Top of PROVIDED MATERIAL

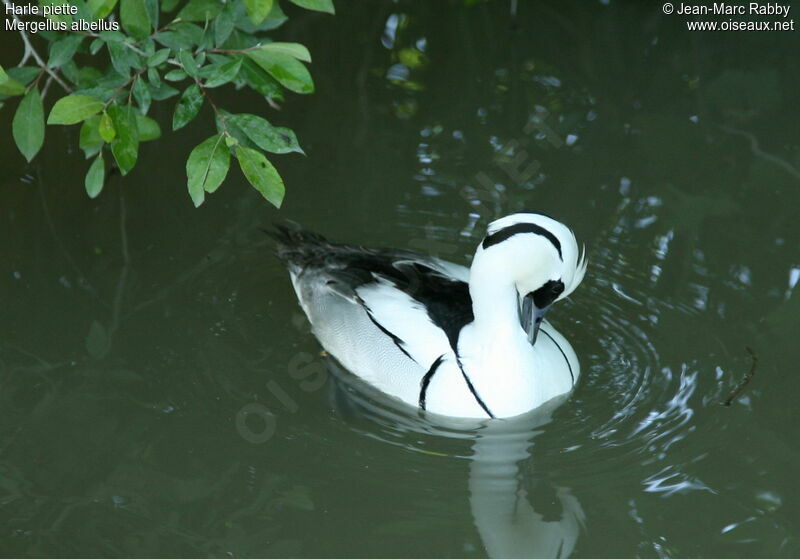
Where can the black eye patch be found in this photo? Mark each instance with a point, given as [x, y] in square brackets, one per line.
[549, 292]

Bottom of PROVIDED MATERIAL
Top of PROVIDED MATERIAL

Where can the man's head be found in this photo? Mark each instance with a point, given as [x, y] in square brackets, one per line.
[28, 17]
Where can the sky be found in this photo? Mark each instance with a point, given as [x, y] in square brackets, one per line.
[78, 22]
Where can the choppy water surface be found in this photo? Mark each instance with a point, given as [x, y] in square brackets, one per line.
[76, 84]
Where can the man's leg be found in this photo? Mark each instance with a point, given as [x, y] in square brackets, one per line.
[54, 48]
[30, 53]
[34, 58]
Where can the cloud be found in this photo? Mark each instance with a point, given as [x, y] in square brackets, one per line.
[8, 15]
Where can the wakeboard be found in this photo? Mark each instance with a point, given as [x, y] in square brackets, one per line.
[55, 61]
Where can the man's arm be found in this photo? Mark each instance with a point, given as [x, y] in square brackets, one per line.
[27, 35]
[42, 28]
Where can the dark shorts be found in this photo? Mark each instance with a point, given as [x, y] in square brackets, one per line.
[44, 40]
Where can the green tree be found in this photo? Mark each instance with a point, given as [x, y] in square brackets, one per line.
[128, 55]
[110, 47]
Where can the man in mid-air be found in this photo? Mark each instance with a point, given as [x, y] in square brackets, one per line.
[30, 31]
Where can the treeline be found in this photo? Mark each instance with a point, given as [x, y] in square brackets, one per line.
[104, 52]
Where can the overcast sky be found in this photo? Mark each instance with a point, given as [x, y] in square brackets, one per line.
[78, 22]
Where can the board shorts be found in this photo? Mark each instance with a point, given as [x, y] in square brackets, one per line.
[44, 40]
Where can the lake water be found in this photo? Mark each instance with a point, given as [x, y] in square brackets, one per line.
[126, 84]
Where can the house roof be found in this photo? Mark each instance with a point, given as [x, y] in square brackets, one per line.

Bottom of PROVIDED MATERIAL
Top of PROVIDED MATERIAL

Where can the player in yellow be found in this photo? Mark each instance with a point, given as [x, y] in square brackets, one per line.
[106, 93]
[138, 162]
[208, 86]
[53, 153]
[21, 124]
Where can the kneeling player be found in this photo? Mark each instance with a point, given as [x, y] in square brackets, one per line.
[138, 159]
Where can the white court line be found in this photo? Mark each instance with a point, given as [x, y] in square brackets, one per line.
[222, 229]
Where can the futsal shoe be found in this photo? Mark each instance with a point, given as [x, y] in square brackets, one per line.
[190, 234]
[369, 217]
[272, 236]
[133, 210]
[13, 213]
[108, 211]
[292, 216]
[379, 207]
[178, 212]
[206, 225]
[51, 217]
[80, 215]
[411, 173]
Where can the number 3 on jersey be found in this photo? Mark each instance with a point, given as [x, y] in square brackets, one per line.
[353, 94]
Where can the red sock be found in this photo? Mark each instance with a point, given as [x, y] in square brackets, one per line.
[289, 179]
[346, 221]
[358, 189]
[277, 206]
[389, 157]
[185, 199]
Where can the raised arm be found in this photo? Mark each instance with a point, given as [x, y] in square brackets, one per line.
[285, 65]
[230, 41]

Bottom of PROVIDED MATERIAL

ASSIGNMENT
Go back to the listing above. Copy word for word the lines from the one with "Where can the man in" through the one with "Where can the house", and nothing more.

FINAL ANSWER
Where can the man in mid-air be found in this photo? Mark each instance with a point, given as [x, y] in square brackets, one per line.
[30, 31]
Where can the treeline be found in this photo? Mark each instance with a point, given as [x, y] in square brackets, one per line.
[104, 52]
Where can the overcast sky be found in this photo? Mark each instance with a point, given as [x, y] in square brackets, one per line.
[78, 22]
Where can the board shorts be found in this photo? Mark each instance with a point, given as [x, y] in square brackets, one per line.
[44, 40]
Where can the lake water be found in this photo? Mark each instance with a point, given as [x, y] in square brackets, one per line.
[126, 84]
Where can the house roof be found in this photo? Mark each instance with a point, given as [x, y] in square brackets, one per line.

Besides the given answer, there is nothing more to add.